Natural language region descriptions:
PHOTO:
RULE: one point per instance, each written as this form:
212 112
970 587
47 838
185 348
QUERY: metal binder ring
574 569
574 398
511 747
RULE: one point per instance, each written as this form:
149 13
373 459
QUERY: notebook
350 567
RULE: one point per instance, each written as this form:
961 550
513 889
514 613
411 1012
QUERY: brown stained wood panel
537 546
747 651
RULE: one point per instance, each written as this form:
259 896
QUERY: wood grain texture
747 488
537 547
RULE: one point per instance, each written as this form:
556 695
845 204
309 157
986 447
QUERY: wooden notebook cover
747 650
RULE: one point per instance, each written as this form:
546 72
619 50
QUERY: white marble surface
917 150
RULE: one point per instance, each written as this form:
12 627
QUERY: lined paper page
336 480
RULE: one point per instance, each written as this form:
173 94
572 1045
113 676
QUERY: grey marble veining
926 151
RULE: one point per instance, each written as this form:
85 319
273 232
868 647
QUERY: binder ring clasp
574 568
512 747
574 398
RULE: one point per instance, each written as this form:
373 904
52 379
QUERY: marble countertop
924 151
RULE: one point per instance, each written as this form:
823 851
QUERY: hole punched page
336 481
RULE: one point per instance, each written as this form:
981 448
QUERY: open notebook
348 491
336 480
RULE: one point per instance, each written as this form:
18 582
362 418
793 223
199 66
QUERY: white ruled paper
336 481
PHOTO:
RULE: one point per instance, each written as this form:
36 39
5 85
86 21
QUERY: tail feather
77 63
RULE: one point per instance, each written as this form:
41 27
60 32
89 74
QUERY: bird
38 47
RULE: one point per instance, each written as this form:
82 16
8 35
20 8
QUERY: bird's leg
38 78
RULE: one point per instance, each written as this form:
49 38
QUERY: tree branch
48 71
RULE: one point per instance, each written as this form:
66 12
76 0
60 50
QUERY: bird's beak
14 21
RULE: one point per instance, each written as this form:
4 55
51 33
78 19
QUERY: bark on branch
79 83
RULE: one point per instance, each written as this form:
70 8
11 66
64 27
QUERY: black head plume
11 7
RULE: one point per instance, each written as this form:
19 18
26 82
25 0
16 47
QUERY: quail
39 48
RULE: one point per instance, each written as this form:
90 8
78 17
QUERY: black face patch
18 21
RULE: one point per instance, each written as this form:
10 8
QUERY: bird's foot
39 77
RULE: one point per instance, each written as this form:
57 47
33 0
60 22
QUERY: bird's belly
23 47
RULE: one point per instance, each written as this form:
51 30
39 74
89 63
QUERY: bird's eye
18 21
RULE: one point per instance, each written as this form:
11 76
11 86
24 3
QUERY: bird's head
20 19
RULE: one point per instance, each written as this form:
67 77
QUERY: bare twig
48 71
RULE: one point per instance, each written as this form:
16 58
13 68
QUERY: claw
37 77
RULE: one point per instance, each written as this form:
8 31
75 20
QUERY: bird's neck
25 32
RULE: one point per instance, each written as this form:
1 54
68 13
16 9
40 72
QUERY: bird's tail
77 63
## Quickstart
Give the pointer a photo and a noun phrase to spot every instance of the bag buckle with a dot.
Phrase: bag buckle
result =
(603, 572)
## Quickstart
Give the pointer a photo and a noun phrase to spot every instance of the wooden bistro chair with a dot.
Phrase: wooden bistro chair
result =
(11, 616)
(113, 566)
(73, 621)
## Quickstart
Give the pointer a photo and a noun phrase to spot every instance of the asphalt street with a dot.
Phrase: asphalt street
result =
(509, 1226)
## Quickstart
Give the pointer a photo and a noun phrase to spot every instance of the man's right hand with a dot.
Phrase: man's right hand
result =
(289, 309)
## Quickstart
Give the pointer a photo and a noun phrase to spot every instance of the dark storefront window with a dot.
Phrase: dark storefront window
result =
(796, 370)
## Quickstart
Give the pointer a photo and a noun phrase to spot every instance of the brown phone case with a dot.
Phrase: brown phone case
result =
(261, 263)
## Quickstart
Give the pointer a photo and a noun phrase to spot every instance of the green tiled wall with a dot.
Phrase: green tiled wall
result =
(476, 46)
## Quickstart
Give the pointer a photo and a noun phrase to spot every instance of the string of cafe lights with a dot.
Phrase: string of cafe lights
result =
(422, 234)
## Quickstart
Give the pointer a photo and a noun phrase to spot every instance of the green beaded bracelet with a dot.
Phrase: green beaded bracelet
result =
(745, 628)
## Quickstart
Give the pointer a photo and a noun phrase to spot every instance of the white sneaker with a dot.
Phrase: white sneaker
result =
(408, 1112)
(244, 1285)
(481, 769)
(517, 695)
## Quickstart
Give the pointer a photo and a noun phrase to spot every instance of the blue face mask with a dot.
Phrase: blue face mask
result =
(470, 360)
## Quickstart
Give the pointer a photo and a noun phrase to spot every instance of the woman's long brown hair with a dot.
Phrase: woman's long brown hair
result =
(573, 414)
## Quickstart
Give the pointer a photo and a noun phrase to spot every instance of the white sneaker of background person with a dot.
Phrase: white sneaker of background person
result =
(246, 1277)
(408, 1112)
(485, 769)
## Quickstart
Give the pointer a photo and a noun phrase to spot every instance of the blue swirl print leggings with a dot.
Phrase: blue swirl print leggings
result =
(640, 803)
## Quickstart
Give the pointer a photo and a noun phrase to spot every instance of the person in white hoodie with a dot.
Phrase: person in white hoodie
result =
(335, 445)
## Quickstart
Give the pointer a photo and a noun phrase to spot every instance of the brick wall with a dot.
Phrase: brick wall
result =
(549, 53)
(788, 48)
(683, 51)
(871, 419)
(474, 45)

Exercise instructions:
From the records above, show each line that contains the word "phone".

Solution:
Give the pointer a photo and a noun phrase to spot every instance of the brown phone case with a dot.
Phrase: brown phone case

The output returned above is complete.